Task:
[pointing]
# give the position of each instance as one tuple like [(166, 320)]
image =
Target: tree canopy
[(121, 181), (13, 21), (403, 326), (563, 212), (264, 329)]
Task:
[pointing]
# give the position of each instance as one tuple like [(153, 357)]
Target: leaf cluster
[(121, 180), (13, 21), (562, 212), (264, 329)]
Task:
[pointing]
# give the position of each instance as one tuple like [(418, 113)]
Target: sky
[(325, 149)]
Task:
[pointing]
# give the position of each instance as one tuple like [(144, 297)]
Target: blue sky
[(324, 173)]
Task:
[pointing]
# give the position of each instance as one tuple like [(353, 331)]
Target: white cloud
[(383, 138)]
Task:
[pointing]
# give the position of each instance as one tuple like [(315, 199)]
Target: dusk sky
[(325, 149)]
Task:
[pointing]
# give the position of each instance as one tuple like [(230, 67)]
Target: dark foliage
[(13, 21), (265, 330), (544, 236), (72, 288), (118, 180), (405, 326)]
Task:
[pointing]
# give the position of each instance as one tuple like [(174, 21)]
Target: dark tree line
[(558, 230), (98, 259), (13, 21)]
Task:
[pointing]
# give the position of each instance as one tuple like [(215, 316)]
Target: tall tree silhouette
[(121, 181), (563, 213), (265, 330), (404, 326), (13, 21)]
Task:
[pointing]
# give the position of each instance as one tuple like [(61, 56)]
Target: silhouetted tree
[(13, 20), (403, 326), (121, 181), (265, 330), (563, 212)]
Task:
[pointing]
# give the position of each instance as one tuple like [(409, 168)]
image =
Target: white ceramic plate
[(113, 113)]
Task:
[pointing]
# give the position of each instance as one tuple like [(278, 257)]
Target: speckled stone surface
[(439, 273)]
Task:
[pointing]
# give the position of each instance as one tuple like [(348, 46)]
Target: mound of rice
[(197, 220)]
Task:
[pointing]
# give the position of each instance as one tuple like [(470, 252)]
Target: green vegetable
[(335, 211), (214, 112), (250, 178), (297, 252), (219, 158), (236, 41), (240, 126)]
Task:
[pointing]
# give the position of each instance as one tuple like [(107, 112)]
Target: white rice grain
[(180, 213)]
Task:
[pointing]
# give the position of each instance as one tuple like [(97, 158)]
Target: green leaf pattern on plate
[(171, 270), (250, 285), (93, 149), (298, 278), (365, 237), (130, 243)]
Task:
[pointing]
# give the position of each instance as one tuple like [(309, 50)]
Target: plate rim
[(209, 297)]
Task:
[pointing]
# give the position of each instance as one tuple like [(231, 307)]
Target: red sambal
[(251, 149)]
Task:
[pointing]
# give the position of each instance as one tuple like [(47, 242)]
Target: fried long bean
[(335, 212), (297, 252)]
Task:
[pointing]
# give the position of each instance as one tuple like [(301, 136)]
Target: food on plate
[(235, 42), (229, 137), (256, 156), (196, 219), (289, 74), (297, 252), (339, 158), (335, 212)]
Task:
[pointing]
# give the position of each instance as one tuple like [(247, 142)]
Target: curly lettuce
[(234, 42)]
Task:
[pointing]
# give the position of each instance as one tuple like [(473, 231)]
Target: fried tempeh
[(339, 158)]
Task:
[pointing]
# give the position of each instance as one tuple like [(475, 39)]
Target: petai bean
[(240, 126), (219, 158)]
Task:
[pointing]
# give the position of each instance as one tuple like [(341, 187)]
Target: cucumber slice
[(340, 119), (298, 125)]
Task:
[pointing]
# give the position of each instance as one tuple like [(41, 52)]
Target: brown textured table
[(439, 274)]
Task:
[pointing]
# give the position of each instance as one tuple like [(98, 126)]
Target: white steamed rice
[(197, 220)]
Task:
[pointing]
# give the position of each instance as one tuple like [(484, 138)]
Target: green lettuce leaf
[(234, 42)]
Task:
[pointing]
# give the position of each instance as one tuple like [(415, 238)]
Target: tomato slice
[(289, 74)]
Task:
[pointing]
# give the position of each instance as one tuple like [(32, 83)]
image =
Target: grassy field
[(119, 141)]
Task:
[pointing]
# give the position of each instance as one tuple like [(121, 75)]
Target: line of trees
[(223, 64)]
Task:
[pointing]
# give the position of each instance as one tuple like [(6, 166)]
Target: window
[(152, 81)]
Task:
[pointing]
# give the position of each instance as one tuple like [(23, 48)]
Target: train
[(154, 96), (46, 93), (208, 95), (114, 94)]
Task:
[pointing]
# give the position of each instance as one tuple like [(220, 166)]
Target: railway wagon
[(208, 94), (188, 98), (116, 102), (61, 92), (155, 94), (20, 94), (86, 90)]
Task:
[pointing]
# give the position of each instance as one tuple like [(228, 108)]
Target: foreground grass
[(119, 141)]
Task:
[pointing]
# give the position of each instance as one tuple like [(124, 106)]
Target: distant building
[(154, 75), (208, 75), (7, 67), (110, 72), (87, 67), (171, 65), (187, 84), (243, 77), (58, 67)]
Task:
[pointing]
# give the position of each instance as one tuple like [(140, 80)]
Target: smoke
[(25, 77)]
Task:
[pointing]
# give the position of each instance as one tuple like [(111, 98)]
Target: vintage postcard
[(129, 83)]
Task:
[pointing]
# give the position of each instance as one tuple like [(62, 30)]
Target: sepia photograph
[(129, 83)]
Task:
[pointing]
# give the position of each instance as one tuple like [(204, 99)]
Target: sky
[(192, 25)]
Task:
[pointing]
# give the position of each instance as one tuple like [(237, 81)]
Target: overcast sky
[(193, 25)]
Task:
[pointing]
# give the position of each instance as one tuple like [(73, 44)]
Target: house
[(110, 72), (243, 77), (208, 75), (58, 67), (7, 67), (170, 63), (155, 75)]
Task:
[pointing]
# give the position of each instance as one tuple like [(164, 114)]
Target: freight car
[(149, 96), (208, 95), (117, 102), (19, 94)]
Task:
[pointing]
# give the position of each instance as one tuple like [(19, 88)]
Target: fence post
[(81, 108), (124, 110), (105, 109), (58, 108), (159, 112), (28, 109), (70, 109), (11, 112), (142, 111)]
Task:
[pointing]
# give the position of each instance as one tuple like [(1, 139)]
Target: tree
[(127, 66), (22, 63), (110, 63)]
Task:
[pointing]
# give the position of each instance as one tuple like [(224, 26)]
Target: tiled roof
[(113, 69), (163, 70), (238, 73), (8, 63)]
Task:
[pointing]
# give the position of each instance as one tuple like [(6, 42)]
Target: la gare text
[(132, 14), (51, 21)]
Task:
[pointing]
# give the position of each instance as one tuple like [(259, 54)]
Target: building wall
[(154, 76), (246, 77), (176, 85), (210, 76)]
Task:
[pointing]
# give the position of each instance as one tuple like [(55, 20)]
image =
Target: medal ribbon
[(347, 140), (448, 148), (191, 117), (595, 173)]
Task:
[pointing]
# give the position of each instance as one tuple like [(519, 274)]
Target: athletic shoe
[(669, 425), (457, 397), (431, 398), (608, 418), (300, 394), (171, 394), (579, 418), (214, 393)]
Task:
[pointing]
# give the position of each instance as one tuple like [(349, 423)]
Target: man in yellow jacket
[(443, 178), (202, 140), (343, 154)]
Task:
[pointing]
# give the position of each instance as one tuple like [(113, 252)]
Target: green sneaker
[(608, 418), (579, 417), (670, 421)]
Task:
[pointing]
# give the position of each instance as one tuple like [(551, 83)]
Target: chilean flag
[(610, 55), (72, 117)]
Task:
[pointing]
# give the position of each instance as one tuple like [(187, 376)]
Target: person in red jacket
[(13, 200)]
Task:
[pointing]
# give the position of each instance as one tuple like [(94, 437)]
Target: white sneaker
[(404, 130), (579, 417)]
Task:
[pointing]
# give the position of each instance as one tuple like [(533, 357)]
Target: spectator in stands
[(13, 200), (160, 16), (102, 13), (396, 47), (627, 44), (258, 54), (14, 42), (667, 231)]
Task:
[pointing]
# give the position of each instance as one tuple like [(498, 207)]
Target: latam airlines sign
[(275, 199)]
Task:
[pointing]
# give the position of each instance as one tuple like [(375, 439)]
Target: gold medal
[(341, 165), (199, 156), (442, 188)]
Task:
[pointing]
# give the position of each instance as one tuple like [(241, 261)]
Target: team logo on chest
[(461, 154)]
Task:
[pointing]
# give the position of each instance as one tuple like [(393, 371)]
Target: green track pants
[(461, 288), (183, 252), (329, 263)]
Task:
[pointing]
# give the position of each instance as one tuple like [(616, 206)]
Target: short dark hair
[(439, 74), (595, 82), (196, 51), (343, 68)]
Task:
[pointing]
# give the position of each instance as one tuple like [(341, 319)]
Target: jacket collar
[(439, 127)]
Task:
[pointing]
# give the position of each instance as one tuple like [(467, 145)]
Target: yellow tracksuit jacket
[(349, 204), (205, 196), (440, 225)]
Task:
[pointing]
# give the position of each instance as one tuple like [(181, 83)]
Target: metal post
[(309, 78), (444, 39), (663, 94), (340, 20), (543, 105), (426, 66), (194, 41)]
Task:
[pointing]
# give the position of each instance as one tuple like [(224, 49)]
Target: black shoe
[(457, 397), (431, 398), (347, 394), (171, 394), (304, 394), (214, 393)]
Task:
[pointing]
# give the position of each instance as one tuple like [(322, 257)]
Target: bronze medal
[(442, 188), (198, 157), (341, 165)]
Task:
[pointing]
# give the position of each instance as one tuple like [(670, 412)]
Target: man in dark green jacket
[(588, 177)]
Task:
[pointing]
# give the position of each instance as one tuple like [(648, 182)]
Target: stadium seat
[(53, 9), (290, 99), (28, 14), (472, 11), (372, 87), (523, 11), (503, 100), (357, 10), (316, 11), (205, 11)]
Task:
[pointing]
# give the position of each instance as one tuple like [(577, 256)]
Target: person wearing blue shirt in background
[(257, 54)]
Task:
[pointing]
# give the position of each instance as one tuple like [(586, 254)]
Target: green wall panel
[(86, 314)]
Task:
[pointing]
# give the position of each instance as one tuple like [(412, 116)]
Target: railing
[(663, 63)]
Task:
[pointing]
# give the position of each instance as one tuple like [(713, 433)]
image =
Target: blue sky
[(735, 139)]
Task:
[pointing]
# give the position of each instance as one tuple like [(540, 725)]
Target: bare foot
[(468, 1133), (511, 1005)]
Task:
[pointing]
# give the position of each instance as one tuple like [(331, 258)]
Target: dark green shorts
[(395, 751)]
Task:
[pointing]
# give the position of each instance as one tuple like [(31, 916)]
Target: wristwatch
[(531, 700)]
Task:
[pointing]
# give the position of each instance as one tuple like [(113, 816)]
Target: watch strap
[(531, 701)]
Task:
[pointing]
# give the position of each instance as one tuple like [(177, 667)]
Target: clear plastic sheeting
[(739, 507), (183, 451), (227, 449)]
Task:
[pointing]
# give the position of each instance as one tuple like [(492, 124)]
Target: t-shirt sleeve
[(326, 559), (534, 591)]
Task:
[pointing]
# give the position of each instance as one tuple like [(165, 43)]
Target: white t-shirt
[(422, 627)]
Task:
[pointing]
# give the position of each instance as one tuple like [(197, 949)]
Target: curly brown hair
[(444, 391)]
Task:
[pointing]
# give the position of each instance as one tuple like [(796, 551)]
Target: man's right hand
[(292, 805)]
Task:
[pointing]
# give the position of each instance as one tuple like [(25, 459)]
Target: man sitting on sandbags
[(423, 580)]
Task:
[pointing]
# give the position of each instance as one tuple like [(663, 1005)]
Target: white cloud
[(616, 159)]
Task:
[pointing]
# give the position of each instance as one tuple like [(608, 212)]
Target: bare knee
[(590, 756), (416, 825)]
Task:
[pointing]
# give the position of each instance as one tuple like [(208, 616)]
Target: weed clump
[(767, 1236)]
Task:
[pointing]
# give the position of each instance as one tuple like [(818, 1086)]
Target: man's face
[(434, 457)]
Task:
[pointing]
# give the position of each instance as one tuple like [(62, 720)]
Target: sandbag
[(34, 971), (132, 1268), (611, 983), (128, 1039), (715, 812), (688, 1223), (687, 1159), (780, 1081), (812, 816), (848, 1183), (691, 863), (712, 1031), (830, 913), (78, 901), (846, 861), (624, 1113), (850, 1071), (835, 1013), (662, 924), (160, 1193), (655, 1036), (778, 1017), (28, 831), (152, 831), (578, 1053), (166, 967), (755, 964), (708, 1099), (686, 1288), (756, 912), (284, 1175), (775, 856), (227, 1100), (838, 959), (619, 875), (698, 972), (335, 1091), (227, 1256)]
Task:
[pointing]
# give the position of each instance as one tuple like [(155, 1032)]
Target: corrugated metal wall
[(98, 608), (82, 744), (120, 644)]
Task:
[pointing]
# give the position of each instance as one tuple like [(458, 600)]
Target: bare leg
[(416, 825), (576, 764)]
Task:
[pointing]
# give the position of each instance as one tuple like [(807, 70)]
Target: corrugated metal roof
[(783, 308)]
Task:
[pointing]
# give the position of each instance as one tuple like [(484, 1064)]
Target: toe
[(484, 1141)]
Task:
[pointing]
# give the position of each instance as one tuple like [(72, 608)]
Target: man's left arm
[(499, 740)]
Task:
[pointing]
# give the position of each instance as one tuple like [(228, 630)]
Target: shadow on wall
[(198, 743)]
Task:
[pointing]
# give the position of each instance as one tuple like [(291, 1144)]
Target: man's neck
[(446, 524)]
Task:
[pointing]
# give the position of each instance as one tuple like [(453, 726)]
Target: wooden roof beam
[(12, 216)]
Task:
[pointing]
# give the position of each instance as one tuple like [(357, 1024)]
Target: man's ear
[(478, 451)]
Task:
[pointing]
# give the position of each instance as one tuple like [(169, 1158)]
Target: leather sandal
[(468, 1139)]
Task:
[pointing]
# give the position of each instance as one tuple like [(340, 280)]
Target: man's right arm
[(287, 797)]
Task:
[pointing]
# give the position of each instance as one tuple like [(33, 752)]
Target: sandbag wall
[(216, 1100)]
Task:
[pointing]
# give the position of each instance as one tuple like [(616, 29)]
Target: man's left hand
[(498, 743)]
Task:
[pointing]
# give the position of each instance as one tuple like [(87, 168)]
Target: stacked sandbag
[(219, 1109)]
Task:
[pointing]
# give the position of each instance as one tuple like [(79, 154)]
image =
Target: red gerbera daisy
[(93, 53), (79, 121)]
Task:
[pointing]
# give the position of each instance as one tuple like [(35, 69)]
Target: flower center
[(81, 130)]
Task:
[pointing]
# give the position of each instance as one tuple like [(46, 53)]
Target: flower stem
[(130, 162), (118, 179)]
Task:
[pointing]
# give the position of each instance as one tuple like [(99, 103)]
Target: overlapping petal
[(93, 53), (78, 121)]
━━━━━━━━
- TASK GOAL: Tally the lines of the listing above that contain the string "dark", with case counting. Reply with the number alone.

- RESULT FOR THIS EXERCISE: 5